(THE EXERCISE) Copy verbatim the lines of the listing below that run from the line containing "Put a point on every instance of the dirt" up to and including the line containing "x=795, y=582", and nothing else.

(TASK INPUT)
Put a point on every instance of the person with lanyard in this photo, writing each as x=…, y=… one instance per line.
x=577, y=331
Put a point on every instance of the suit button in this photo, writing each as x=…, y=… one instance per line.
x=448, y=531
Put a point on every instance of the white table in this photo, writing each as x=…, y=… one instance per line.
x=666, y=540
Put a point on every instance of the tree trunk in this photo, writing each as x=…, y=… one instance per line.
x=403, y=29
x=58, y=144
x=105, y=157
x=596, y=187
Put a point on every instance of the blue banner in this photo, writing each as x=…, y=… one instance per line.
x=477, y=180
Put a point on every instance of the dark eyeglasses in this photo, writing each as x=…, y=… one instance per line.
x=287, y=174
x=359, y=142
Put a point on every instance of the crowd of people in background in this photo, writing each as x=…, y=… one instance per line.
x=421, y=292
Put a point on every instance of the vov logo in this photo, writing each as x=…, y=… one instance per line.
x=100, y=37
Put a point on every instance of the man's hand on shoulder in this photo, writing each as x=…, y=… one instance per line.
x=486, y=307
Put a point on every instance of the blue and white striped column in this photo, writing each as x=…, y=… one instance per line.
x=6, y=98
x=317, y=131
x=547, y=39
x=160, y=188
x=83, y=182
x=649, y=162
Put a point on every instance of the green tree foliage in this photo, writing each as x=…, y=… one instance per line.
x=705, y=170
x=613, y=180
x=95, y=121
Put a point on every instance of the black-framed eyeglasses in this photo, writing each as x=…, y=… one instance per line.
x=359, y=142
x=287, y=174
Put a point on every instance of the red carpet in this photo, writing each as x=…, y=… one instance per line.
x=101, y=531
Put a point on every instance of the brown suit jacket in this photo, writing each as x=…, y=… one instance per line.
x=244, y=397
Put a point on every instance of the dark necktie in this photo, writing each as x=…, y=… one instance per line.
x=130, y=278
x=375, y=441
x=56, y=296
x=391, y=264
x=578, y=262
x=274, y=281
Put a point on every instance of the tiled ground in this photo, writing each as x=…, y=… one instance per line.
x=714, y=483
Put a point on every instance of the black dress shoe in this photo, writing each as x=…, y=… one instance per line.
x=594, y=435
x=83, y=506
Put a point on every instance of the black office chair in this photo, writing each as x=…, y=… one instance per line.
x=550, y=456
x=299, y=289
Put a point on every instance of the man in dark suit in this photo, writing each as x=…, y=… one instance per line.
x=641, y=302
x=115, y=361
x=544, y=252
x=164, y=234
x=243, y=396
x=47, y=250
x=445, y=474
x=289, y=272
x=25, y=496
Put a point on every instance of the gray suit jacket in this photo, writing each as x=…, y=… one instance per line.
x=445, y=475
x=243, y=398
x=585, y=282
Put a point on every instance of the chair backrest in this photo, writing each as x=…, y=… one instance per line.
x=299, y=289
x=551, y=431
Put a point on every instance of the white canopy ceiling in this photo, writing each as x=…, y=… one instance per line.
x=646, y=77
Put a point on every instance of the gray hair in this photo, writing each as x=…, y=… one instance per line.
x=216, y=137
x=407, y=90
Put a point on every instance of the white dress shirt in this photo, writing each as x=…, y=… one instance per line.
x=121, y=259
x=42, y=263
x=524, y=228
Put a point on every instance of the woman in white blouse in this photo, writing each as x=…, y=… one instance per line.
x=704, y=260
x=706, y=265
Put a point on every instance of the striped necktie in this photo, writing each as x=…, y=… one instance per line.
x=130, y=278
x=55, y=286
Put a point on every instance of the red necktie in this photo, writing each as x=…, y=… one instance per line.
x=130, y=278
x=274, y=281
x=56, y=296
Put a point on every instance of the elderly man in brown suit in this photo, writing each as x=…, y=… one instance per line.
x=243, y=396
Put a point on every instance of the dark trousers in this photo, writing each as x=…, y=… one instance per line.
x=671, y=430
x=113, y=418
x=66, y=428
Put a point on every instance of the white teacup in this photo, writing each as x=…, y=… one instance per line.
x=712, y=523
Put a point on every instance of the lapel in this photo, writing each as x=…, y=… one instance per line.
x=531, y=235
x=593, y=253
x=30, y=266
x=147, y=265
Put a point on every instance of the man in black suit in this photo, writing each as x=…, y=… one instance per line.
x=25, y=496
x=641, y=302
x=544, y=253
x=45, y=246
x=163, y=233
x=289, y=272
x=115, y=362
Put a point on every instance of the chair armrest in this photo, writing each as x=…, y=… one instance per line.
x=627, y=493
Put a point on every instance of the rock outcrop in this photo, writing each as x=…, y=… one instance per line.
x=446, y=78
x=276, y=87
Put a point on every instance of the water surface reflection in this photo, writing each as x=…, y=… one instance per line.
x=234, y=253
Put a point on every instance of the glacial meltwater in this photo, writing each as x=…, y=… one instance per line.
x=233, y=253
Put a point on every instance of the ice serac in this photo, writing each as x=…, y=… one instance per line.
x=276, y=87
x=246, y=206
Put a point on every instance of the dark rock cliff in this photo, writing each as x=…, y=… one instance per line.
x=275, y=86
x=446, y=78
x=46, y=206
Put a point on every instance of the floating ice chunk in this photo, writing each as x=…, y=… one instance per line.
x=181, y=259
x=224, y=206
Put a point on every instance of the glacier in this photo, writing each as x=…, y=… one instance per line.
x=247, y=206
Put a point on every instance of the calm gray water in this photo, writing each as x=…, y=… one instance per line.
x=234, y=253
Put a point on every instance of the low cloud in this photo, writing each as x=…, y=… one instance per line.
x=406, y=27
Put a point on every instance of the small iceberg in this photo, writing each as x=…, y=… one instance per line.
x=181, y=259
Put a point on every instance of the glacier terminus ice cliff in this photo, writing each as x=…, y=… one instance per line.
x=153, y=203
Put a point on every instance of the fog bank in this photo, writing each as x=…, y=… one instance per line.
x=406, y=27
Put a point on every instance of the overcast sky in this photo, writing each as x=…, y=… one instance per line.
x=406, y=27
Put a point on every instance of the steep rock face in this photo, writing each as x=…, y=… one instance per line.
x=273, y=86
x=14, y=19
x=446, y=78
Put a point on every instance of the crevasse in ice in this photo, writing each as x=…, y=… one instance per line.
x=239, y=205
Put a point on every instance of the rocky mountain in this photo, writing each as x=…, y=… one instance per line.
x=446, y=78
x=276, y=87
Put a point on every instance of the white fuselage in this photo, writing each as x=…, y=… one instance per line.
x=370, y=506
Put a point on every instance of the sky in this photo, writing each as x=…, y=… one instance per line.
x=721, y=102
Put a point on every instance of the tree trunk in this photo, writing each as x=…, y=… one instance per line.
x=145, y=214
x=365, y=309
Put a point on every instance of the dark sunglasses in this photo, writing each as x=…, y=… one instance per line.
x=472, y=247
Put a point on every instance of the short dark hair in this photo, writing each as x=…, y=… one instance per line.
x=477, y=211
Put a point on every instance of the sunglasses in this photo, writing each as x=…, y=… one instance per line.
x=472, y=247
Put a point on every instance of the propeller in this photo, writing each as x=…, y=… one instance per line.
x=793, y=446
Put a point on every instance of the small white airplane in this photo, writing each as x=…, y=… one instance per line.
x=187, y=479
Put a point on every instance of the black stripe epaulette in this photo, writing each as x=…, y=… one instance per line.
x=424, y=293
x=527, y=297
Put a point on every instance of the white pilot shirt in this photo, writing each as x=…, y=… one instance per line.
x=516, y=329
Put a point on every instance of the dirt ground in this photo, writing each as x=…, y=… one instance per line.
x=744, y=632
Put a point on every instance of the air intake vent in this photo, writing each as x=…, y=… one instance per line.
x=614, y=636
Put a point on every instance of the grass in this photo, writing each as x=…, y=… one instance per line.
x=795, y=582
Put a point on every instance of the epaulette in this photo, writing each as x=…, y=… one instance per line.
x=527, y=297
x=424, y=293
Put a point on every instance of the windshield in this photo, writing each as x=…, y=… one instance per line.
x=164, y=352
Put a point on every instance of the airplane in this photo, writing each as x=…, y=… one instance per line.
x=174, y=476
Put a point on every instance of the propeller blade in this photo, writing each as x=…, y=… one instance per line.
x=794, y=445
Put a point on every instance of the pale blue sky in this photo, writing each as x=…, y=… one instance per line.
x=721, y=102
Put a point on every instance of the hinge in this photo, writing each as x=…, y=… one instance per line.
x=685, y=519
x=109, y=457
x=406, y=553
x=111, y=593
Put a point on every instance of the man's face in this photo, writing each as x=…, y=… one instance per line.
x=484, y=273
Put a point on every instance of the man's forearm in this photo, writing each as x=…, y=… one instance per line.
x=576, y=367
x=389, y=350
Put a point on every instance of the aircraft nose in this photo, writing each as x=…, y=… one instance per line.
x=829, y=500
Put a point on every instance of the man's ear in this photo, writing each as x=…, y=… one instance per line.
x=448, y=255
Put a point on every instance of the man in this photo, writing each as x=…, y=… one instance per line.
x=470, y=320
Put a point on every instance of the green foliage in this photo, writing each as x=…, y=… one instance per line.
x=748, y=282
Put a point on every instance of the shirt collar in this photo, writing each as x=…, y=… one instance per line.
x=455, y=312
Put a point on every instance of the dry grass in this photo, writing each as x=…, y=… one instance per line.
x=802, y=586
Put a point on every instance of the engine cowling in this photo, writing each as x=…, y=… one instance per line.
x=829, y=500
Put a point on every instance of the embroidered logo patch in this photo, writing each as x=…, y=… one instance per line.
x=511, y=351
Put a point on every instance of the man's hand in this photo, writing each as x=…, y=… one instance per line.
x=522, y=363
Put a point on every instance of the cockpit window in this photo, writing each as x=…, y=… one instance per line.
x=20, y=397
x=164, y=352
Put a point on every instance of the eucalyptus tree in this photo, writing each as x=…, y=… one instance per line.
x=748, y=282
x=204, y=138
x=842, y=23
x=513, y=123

(FULL SOLUTION)
Put a point on every instance of the dirt ground in this photo, writing each as x=…, y=… one instance per line.
x=744, y=632
Put a point on every instance of the air intake vent in this photo, writing each as x=…, y=… one instance per line.
x=614, y=636
Put a point on every instance of the grass in this photo, writing each as x=…, y=… one instance per line.
x=795, y=582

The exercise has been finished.